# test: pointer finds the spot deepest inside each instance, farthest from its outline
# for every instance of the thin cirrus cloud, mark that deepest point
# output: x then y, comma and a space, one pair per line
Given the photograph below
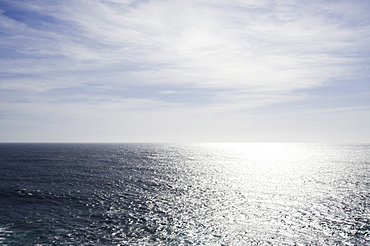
197, 57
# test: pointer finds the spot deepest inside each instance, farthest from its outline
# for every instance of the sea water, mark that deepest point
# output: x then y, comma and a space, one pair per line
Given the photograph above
184, 194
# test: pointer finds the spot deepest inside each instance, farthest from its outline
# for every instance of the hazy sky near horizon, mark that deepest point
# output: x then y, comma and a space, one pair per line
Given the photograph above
189, 70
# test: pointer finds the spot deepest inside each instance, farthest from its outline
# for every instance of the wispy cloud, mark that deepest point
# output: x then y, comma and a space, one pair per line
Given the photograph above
234, 55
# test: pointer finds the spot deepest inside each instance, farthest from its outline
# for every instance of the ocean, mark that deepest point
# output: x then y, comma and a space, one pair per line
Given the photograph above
184, 194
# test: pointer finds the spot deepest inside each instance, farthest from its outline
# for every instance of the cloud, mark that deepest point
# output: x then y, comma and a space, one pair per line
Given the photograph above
195, 57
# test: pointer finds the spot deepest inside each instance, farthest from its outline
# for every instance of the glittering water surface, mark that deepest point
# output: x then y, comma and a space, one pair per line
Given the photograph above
194, 194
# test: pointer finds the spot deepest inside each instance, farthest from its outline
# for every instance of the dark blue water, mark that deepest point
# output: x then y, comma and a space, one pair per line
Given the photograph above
190, 194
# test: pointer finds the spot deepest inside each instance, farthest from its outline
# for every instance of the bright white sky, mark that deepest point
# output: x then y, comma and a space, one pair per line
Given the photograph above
184, 70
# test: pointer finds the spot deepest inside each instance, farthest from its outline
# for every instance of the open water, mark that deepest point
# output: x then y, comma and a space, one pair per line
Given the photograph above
184, 194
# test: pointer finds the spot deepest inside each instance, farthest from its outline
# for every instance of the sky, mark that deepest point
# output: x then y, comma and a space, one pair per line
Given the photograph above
185, 71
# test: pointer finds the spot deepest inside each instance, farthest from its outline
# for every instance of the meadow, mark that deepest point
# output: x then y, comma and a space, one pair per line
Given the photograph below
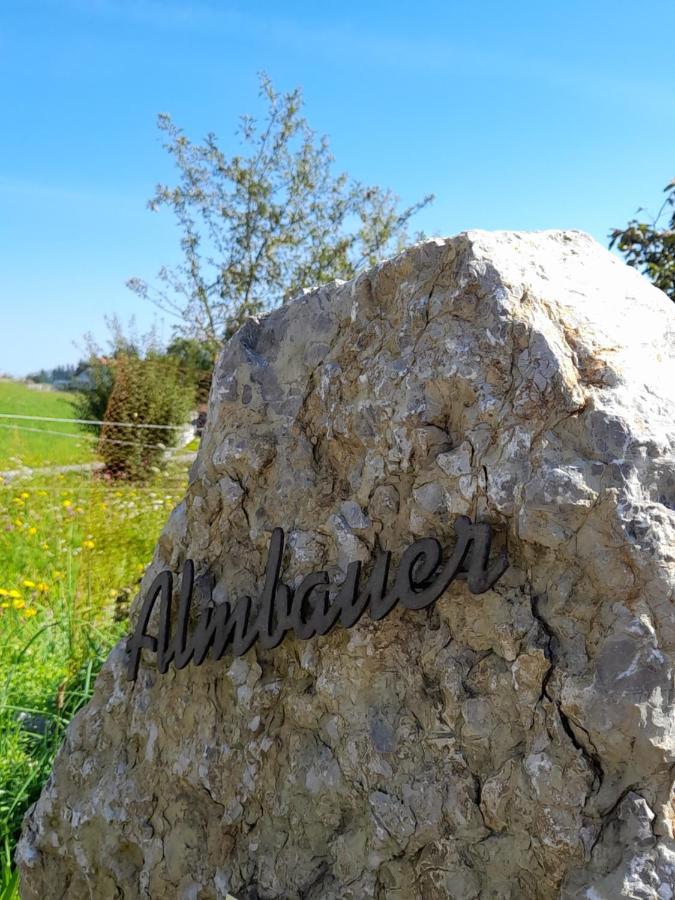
73, 546
26, 442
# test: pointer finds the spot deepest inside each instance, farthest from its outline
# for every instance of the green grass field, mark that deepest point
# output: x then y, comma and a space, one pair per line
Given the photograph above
72, 549
40, 446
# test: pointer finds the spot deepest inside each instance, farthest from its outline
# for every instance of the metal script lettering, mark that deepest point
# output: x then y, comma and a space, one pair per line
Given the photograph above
310, 610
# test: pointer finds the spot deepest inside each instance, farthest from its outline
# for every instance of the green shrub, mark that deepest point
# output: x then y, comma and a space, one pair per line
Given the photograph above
149, 401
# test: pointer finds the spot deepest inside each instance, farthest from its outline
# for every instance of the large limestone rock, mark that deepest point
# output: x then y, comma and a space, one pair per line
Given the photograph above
514, 744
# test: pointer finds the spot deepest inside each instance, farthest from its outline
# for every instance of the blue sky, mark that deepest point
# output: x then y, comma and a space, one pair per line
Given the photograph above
520, 115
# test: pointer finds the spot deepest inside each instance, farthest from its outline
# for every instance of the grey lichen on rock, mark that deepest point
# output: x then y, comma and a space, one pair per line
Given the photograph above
514, 744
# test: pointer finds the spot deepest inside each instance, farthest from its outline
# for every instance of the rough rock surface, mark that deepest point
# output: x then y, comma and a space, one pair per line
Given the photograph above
516, 744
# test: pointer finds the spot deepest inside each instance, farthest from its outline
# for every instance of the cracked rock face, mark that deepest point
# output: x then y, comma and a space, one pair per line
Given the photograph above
514, 744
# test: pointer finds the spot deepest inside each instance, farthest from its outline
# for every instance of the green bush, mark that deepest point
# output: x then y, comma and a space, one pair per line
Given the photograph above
149, 401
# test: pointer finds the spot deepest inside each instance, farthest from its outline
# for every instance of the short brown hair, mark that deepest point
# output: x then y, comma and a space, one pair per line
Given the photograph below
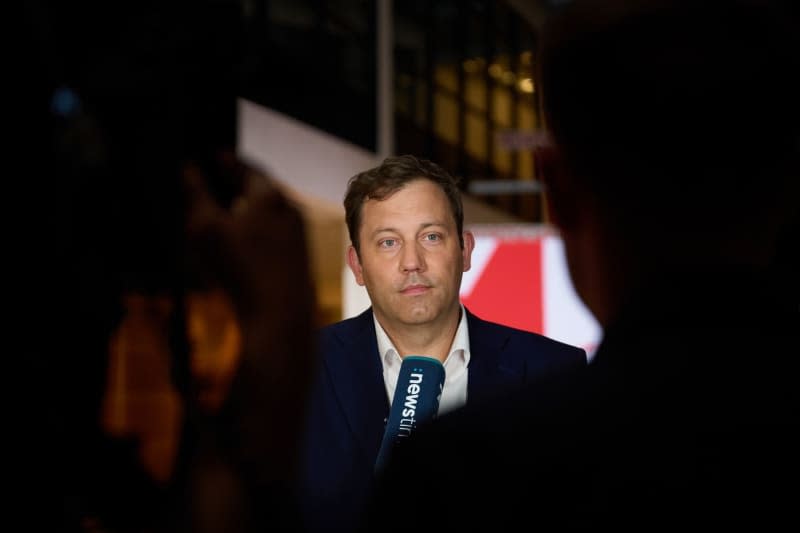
392, 175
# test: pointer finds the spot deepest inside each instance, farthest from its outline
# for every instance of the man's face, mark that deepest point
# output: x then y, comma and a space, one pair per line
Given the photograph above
411, 260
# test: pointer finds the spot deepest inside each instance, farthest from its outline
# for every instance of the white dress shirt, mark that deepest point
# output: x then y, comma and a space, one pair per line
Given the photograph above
454, 392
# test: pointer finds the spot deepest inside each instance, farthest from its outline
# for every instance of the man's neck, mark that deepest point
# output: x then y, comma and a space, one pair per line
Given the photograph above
431, 340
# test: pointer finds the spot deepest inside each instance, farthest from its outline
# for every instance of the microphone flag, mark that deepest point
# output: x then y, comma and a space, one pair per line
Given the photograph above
416, 401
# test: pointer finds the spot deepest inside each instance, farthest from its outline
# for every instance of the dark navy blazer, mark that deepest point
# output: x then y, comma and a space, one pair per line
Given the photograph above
349, 405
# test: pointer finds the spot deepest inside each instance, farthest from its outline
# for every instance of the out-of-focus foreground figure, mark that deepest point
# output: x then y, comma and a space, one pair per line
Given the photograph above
172, 340
673, 178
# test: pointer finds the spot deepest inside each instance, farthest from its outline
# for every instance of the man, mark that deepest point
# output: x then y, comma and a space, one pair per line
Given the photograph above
671, 189
409, 249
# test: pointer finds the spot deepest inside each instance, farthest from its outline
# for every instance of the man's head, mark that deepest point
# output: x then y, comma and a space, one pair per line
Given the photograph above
675, 125
390, 176
408, 248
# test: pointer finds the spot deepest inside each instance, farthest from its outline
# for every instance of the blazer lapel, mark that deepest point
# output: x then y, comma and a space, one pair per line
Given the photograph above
357, 380
490, 367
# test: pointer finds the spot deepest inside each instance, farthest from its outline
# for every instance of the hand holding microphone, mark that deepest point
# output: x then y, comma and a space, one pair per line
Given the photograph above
416, 401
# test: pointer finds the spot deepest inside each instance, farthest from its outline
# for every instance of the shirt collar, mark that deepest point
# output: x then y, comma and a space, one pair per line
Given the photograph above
458, 350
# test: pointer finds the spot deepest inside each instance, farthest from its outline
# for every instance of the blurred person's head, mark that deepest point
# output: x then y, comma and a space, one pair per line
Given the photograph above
675, 131
409, 248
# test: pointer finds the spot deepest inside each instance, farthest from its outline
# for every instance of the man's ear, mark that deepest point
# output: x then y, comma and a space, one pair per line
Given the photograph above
355, 264
560, 194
━━━━━━━━━━━━━━━━
* _TASK REQUIREMENTS_
Leave out the pictures, and give all the records again exactly.

* _RESPONSE TO THIS EXERCISE_
# test: pointer finds the spot deepest inside each instance, farthest from its outline
# for every instance of the thin cirrus cloud, mark that deepest point
# output: x then y, comma and a space, one pair per line
Given the photograph below
197, 57
# test: pointer finds the spot deepest inside each instance, farthest from its outline
# for every instance of the sea water, mark that deepest point
# output: x then y, comma and a space, one pair per line
Given the photograph above
184, 194
# test: pointer finds the spot deepest inside each instance, farthest from its outline
# for every instance of the hazy sky near horizon, mark that deepest point
# output: x then y, comma and a space, one pair per line
Given the photograph above
189, 70
# test: pointer finds the spot deepest inside each instance, farthest from its outline
# for every instance of the wispy cloud, mark that deepest point
# output: x then y, comma and a space, one pair per line
Given the photograph above
234, 55
# test: pointer finds the spot deepest inside each instance, farthest from its outline
# for every instance of the ocean, mark that deepest point
# output: x then y, comma and a space, one pair per line
Given the photograph above
184, 194
# test: pointer finds the spot deepest inside each instance, farthest from its outline
# for every instance of the cloud, mark that deepest point
# output: x then y, comma and a space, one pair per line
Given the photograph above
195, 57
# test: pointer finds the spot deepest inside each instance, farthest from its outline
# for every instance of the glittering water surface, mark that deepest point
# output: x then y, comma and a space, one pair per line
Given the photograph above
194, 194
# test: pointer finds the spot deepest inside each instance, farthest from its outline
# for every instance of the dark blue water, mark that deepest point
# output: x then y, comma and a space, one pair per line
Given the photograph above
190, 194
# test: pointer finds the spot deepest inside each instance, farthest from its outline
# for every instance of the bright white sky, mark that deepest point
# output: x then y, comma and a space, one pair per line
Given the photograph above
184, 70
# test: pointer finds the spot deepest inside each instance, farthest from its outline
# for every instance of the open water, mark that deepest point
# output: x then y, comma and a space, one pair per line
Given the photograph above
184, 194
# test: pointer finds the spot deepest inside each instance, farthest from its outline
# for every instance of the sky, mark that deepest point
# output: x then y, comma and a space, one pair per line
Given the photograph above
185, 71
# test: pointer finds the spot deepest inside each instance, farthest from its outline
# for every instance of the meadow, mark that deepest point
# output: x then y, comma and a space, one pair per line
Given the photograph below
73, 546
26, 442
# test: pointer finds the spot deepest inside each instance, farthest from its outline
# for every instance of the green grass field, mark that deepest point
# output: x then y, comma and a space, one pair per line
Given the photograph above
72, 549
40, 446
# test: pointer finds the spot deepest inside each instance, farthest from its outline
# for every instance of the metal script lettering, mark that deepest point
# output: x then y, comma and a space, one pair per line
Given the photograph above
310, 610
# test: pointer finds the spot deepest inside each instance, farthest from its outline
# for every instance of the green shrub, mark that deepest point
# output: x then y, comma and a space, one pair per line
Given the photograph above
149, 401
# test: pointer finds the spot deepest inside each instance, farthest from its outline
# for every instance of the large limestone rock, mark that deepest point
# output: x then y, comma and a space, one pair per line
Given the photograph above
514, 744
# test: pointer finds the spot deepest inside each instance, farthest from its outline
# for every instance of the blue sky, mark that deepest point
# output: x then y, comma and a space, one pair per line
Given the photograph above
520, 115
# test: pointer finds the spot deepest inside each instance, farthest from its outline
# for every instance of the grey lichen on rock, mark that deepest point
# output: x then y, comma and a space, one pair per line
Given the photograph above
514, 744
# test: pointer finds the spot deepest inside each instance, farthest from its outline
# for every instance of the rough rock surface, mark that deepest point
# output: x then y, comma and a space, one pair per line
Given the photograph above
516, 744
# test: pointer finds the spot deepest inside each instance, farthest from its outline
# for every instance of the cracked rock face, mark that deepest point
# output: x then y, comma and a space, one pair per line
Given the photograph above
514, 744
# test: pointer finds the spot deepest inside each instance, farthest from its outline
# for every instance of the green bush, mark that deepest point
# output: x then y, comma and a space, one pair per line
Given the photograph above
149, 401
# test: pointer finds the spot deepest inside each instance, farthest from its outline
# for every instance of the short brown hair, mark that deepest point
# output: x then y, comma and a space, one pair per line
Given the photograph below
392, 175
# test: pointer finds the spot deepest inside each instance, farthest from its outline
# for every instance of the man's face, mark that deepest point
# output: x then y, comma and a space, one pair per line
Given the photograph above
411, 260
# test: pointer finds the spot deepest inside each instance, farthest from its outline
# for every instance of the white dress shirt, mark that deepest point
# output: x then y, comma and a space, one pair per line
Given the photograph above
454, 392
# test: pointer finds the spot deepest inside each instance, farthest from its outline
# for every instance of the man's neck, mark that deepest point
# output: x then y, comma and a space, one pair per line
Given the photograph above
431, 340
# test: pointer finds the spot deepest inside each instance, farthest from its outline
# for every instance of the microphone flag, mark that deepest point
# output: x then y, comma and a space, one pair per line
Given the photograph above
416, 401
# test: pointer finds the spot deepest inside each instance, farthest from its outline
# for every instance of the dark navy blazer, mark that deepest point
# output: x then y, comma and a space, one pair per line
Given the photograph above
349, 405
# test: pointer finds the spot deepest inside each instance, farthest from its outline
# for every instance of the out-of-focus foreground figure, mark that deepest point
# output: x then y, comma and a space, one pair per line
Given the photograph above
172, 340
673, 178
# test: pointer finds the spot deepest inside each instance, farthest from its outline
# for every instance of the man, mark that deepest point
# output: x then y, comma and a space, one pair per line
Given the photograph above
671, 189
409, 249
# test: pointer finds the spot deepest inside each instance, farthest from its outline
# for every instance of the man's head, mark that deepest point
# output: x then y, comma and a space, one pair per line
Given the photograph above
675, 125
390, 176
408, 248
# test: pointer finds the spot deepest inside each instance, farthest from its outline
# for every instance of the blazer lapel, mark that deepest point
# output: x then y, comma and a space, one pair per line
Given the photograph above
357, 380
490, 367
# test: pointer finds the spot deepest inside each instance, farthest from its outline
# for every instance of the hand holding microphone, mark that deepest point
# output: x then y, comma and a space, one pair per line
Given the photograph above
416, 401
# test: pointer finds the spot deepest inside each instance, farthest from its outline
# for every instance of the shirt collar, mark that deepest point
# output: x then y, comma and a space, one pair per line
Given the photograph above
458, 350
# test: pointer finds the spot deepest inside each instance, farthest from its outline
# for every instance of the blurred person's head, mark that deepest point
# output: x then y, comma and a space, one pair per line
Given the photograph above
675, 131
409, 248
# test: pointer finds the spot deepest inside each instance, farthest from its outline
# for every instance of the man's ear, mark that deepest point
# output: x then y, comma and a space, one pair per line
Given the photograph above
355, 264
560, 194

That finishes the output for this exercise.